TEXT PASSAGE>
· · · · ·

With a weekend off racing, I decided to do something a little different. I cycled five miles to Bingley and got a train on the Leeds-Settle-Carlisle line to Dent station. The line is a feat of epic Victorian engineering.
It never really made much profit and has, a few times, narrowly avoided been closed down by penny pinching bureaucrats. But, fortunately it survives and the early morning train was full of walkers and cyclists heading out into the Dales. It was a very different atmosphere to your usual commuting train. Their was a buzz of excitement in the conversation, you even got friends of the Settle-Carlisle line coming along to offer teas, snacks and handbooks. It may not be profitable, but it’s a good service for those wanting to enjoy the Dales.
Dent station happens to be the highest train station in England at 1,150 feet above sea level. Quite a convenient point to start a bike ride. The train journey had also gone into a strong north westerly, leaving an ideal tailwind for most of ride home. I started near the top of a fearsome climb from Dentdale to Garsdale. I took it easy to Garsadale and then plunged down into Hawes, relieving memories of the Circuit of the Dales earlier in the year. At Hawes, it was time to head into the high hills, climbing over Buttertubs pass (a climb featuring in the 2014 Tour de France.
Over the other side in Wensleydale, I took a nice tailwind towards Reeth. From Reeth I headed north to take my first look at the Stang hill climb. This years national hill climb course.
The Stang is a pretty tough climb.

· · · · ·

RECORDED INFORMATION>
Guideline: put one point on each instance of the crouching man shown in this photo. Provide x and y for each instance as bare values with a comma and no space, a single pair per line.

· · · · ·

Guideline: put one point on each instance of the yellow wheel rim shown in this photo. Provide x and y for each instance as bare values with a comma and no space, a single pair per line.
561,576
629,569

· · · · ·

DIRECTIVES>
**1.** According to the cycling account, how high above sea level is Dent station?
**2.** In the cycling account, why did the ride home have a tailwind for most of the way?

SOLUTIONS PER TASK>
**1.** Dent station is 1,150 feet above sea level.

**2.** The train journey out to Dent had traveled into a strong north-westerly wind. Riding back the other way meant that the same wind was behind the rider for most of the route home.